● **Description of the task**: Copy nothing before the line containing "Reviewer note: check that every instance of the persimmon". Reproduce that line and all that follow, exactly, through the end of the records.
______________________________
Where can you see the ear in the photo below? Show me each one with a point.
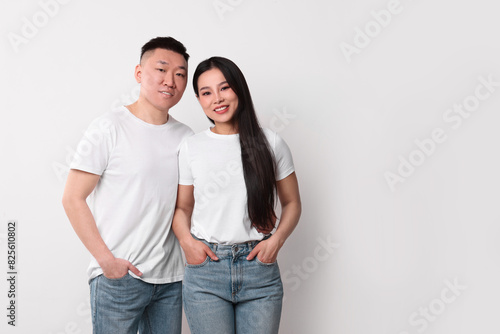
(138, 73)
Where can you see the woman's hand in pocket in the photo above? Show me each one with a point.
(196, 252)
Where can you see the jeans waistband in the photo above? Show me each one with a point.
(249, 245)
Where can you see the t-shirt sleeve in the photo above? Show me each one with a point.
(93, 150)
(185, 174)
(283, 156)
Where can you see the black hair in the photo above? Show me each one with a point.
(167, 43)
(258, 162)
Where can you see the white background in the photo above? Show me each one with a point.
(349, 121)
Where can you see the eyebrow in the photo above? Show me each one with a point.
(162, 62)
(206, 87)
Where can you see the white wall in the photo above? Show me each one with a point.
(365, 258)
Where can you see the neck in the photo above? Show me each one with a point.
(148, 113)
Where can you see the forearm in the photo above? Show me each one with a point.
(290, 216)
(181, 225)
(83, 223)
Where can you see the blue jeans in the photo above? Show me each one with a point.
(232, 295)
(126, 305)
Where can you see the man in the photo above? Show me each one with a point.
(128, 160)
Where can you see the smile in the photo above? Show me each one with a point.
(221, 109)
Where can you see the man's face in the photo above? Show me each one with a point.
(163, 77)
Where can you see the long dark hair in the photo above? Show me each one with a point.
(258, 161)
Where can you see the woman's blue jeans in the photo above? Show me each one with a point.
(233, 295)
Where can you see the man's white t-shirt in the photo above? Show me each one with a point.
(212, 163)
(134, 200)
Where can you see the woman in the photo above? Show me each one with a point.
(228, 177)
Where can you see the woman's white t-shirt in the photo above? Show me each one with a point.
(212, 164)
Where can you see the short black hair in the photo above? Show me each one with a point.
(167, 43)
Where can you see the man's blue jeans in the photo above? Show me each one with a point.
(127, 304)
(232, 295)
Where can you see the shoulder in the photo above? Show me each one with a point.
(274, 139)
(180, 127)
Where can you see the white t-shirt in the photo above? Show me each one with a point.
(134, 200)
(212, 163)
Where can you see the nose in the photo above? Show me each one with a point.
(218, 98)
(168, 80)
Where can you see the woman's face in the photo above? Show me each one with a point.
(218, 100)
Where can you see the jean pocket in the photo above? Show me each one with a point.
(264, 263)
(124, 277)
(198, 265)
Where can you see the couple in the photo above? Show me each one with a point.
(156, 187)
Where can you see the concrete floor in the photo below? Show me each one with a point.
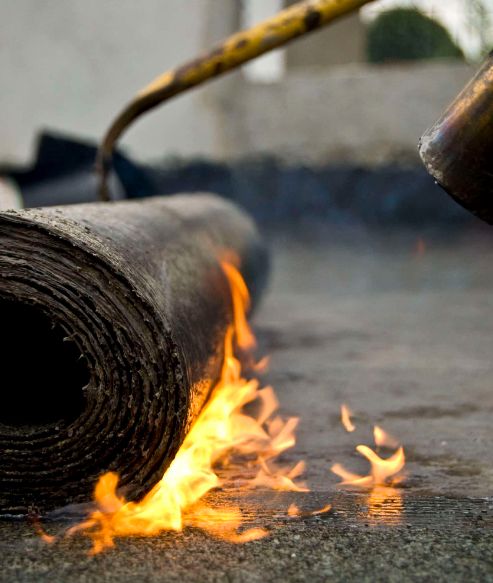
(402, 332)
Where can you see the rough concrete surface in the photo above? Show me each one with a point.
(399, 328)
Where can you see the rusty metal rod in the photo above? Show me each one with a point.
(236, 50)
(458, 149)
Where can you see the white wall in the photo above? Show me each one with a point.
(71, 65)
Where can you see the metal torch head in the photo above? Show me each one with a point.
(458, 149)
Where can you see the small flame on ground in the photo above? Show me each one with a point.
(346, 415)
(295, 512)
(221, 433)
(419, 248)
(384, 439)
(383, 472)
(384, 501)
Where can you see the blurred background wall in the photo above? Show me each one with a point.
(70, 66)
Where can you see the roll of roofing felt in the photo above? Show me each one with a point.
(113, 320)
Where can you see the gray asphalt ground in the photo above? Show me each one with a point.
(402, 332)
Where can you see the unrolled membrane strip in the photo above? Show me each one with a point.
(114, 318)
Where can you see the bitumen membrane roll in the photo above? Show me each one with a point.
(113, 321)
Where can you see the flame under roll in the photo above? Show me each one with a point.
(115, 317)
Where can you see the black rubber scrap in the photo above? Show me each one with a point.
(136, 291)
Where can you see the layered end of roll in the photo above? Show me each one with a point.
(91, 382)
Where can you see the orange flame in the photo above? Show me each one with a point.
(346, 415)
(383, 470)
(385, 503)
(221, 432)
(384, 439)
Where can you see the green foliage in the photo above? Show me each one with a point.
(407, 34)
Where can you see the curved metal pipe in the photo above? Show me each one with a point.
(236, 50)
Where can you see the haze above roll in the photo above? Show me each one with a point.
(114, 318)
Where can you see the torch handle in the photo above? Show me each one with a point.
(289, 24)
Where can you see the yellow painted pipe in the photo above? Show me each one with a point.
(287, 25)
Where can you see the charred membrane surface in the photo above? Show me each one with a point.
(115, 316)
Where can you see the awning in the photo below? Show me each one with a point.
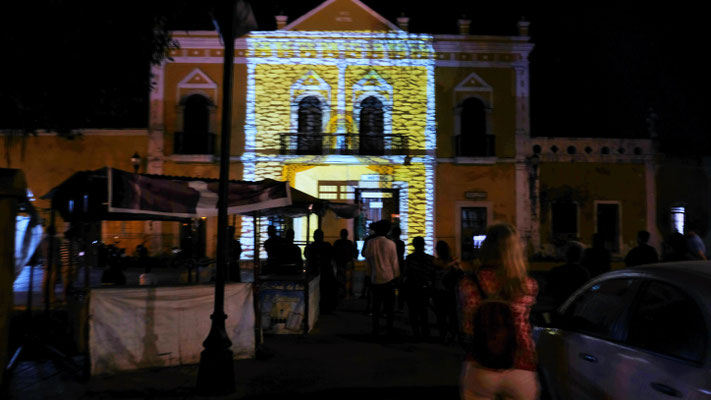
(115, 195)
(111, 194)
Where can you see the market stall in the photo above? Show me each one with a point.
(138, 327)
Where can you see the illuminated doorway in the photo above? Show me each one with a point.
(376, 204)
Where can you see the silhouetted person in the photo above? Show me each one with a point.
(400, 246)
(444, 293)
(365, 291)
(51, 243)
(290, 255)
(695, 246)
(643, 253)
(319, 257)
(271, 246)
(417, 280)
(381, 254)
(69, 255)
(565, 279)
(344, 252)
(235, 253)
(596, 259)
(675, 248)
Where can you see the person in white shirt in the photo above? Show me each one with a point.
(381, 254)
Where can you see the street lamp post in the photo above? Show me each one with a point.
(216, 374)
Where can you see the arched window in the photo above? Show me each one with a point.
(371, 127)
(310, 125)
(473, 140)
(196, 137)
(196, 114)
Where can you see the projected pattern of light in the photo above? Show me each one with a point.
(342, 69)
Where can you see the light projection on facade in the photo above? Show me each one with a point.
(380, 82)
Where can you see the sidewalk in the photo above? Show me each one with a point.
(337, 359)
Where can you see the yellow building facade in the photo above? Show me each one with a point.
(429, 131)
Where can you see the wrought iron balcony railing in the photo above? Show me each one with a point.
(475, 146)
(342, 144)
(194, 143)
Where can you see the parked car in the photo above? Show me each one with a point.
(638, 333)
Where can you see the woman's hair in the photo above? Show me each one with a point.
(442, 249)
(502, 250)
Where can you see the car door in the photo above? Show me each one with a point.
(666, 347)
(577, 358)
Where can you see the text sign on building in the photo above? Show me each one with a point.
(376, 178)
(475, 195)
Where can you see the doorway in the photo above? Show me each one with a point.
(608, 225)
(376, 204)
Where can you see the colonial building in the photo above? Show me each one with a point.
(429, 131)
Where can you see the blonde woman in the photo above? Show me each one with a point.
(502, 275)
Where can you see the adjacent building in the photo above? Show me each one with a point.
(429, 131)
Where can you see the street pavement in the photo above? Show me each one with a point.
(337, 359)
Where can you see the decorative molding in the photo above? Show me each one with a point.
(558, 149)
(99, 132)
(329, 2)
(473, 83)
(193, 158)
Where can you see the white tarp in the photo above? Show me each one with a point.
(133, 328)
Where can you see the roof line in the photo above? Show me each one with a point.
(328, 2)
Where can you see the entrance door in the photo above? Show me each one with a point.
(377, 204)
(472, 231)
(608, 225)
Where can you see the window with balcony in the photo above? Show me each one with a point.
(564, 220)
(371, 127)
(472, 139)
(310, 126)
(196, 137)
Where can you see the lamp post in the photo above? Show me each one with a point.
(135, 161)
(216, 373)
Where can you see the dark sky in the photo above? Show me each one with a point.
(594, 72)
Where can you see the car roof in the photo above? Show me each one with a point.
(694, 277)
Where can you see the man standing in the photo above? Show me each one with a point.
(418, 279)
(643, 253)
(695, 246)
(381, 254)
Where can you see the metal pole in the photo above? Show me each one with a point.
(255, 288)
(216, 374)
(49, 282)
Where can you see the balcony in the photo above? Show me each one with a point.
(342, 144)
(473, 146)
(194, 143)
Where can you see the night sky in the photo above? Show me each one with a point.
(594, 72)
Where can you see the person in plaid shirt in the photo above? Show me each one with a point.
(503, 272)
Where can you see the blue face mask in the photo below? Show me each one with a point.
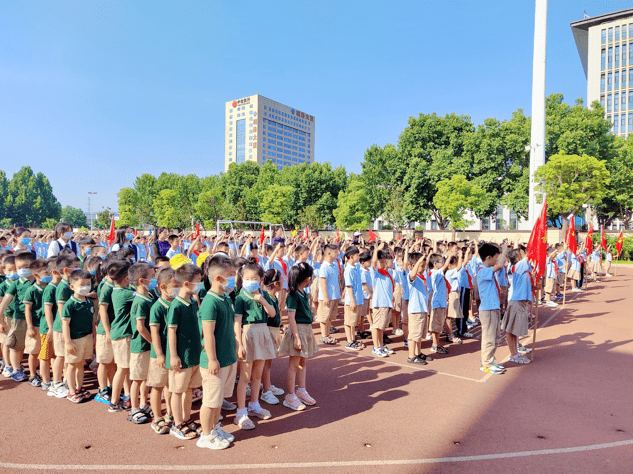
(24, 273)
(250, 285)
(230, 284)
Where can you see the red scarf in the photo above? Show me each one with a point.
(386, 273)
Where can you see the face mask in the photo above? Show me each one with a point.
(250, 285)
(230, 284)
(196, 288)
(24, 273)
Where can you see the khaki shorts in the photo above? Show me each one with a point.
(121, 350)
(18, 330)
(157, 377)
(216, 388)
(398, 293)
(417, 326)
(380, 317)
(327, 313)
(103, 348)
(46, 348)
(351, 317)
(438, 316)
(58, 344)
(32, 345)
(84, 347)
(184, 379)
(139, 365)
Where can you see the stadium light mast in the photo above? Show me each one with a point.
(537, 140)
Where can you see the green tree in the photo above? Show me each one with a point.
(128, 207)
(571, 181)
(453, 198)
(352, 210)
(75, 217)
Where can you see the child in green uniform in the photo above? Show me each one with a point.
(34, 314)
(121, 333)
(142, 276)
(15, 294)
(49, 303)
(157, 377)
(77, 322)
(298, 342)
(183, 350)
(218, 361)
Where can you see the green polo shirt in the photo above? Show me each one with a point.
(183, 315)
(276, 321)
(300, 303)
(141, 307)
(48, 299)
(34, 297)
(157, 316)
(62, 294)
(218, 309)
(80, 314)
(250, 310)
(105, 298)
(122, 299)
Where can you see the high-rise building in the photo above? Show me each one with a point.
(259, 129)
(605, 45)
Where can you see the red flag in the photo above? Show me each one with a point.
(537, 246)
(112, 235)
(619, 242)
(570, 238)
(588, 240)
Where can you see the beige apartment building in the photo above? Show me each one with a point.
(259, 129)
(605, 46)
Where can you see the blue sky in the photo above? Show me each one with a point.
(95, 93)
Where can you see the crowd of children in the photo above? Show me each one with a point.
(181, 320)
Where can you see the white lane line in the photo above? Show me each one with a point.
(300, 465)
(408, 366)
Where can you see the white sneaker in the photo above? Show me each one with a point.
(276, 390)
(213, 441)
(269, 398)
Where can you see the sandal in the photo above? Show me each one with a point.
(183, 432)
(160, 426)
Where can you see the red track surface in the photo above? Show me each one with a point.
(576, 393)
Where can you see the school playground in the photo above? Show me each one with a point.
(568, 412)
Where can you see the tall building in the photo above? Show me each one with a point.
(259, 129)
(605, 46)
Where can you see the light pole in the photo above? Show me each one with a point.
(89, 213)
(537, 140)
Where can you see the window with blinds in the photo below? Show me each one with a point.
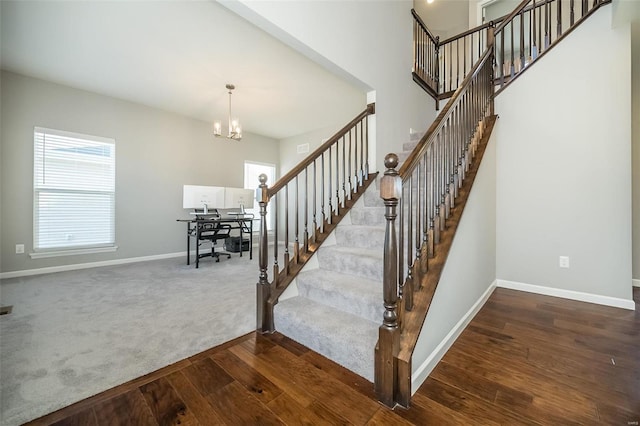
(73, 190)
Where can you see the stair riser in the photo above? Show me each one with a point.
(347, 343)
(367, 238)
(351, 263)
(373, 216)
(365, 306)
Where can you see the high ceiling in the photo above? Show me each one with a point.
(176, 56)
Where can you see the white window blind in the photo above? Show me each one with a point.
(74, 190)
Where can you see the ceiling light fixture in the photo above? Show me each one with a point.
(235, 132)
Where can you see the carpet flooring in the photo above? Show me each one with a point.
(74, 334)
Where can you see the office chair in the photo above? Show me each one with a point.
(214, 231)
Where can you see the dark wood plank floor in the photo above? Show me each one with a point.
(524, 359)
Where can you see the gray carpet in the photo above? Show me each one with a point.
(74, 334)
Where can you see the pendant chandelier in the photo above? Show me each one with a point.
(234, 130)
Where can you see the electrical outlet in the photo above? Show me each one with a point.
(564, 261)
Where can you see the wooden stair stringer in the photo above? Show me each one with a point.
(286, 277)
(413, 321)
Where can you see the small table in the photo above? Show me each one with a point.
(243, 222)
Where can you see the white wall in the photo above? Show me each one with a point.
(635, 113)
(289, 156)
(157, 152)
(444, 18)
(369, 43)
(468, 274)
(564, 168)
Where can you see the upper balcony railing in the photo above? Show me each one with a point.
(521, 37)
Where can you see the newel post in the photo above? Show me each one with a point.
(437, 73)
(264, 312)
(386, 371)
(491, 43)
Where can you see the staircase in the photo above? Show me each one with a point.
(339, 306)
(366, 275)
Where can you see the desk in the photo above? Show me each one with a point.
(243, 222)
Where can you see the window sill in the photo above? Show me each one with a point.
(58, 253)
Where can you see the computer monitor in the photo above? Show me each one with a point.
(203, 197)
(238, 198)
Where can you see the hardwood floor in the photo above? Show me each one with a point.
(524, 359)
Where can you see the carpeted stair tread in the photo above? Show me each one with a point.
(365, 263)
(355, 295)
(344, 338)
(372, 198)
(368, 216)
(361, 236)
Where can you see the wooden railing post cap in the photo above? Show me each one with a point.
(391, 183)
(390, 162)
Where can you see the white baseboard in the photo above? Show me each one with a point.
(62, 268)
(434, 358)
(569, 294)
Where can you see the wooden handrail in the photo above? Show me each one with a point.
(515, 12)
(307, 203)
(411, 162)
(289, 176)
(468, 32)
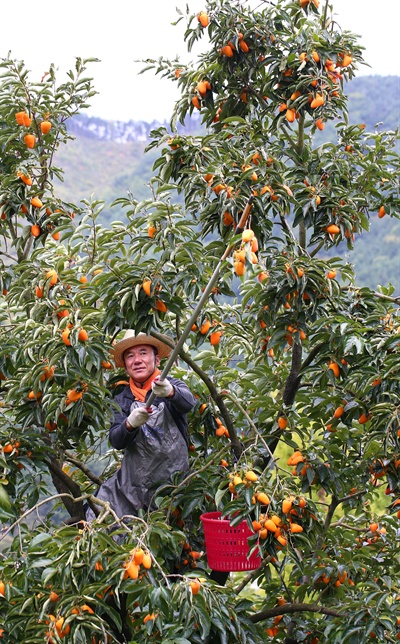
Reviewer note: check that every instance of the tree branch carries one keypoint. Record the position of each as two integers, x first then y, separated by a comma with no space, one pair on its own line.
83,468
63,484
328,519
215,394
294,608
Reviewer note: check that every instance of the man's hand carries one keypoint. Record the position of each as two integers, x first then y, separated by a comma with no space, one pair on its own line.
137,417
162,388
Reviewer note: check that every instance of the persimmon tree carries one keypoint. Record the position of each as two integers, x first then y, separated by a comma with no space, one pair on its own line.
295,367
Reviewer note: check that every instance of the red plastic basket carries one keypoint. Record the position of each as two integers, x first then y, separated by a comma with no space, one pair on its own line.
226,546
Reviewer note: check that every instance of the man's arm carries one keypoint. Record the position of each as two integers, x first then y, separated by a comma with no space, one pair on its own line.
119,435
182,399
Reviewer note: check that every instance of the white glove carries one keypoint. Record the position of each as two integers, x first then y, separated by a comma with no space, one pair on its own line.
138,417
162,388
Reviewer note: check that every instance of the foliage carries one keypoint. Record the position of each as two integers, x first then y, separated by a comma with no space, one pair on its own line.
296,428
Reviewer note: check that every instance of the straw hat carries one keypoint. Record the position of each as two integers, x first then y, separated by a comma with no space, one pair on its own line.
130,339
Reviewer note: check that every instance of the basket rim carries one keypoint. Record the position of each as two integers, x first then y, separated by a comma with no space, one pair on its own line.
215,517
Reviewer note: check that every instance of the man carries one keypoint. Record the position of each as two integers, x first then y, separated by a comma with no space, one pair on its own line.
155,440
______________________________
● **Solution**:
Reviewer note: check that every instance of the persimmon tree carries one keypoint. Record the position of each as two integers, x first then y, separated by a comma with no space, one pair on its own line.
295,367
Reviewer note: check that every instance of the red plastic basket carries one keypoint. Record the position of each as two integers, x first then y, separated by a comma with no space, one pair on its own line.
226,546
Reviewer note: check that every instance of the man's arm carries one keypoint. Record the position of each as two integers, x first then y, separated by a comma with no space, one pair on its own line.
119,435
182,399
Reviewer note: check that every instance of the white glove carries one keypoint. Record the position of each as two integers, x first then y, separated by a comma with no space, one pair on its own line.
138,417
162,388
Reviewer note: check that every instance of the foliage carries one keypoint. Record the position of each as two integers, x first then y, separated by a comma with no space, one pair on its own line.
296,428
Reviewer note: check that every instance of the straw hat carries one keypoint. Record the position of each as two integers, x first then y, separated by a comma with no space, one pair on its own line.
130,339
Reviewer note: check that every instance of the basket rim carries one keypoint. Record the position of each as two integers, x first then y, separated by a comma with no space, one pair on its own line.
215,517
Reviewer note: check that every instance of the man carries one keypoint. Record the position of each as two integers, x first then y, separated by a comma with no space, one pair on its own line.
155,440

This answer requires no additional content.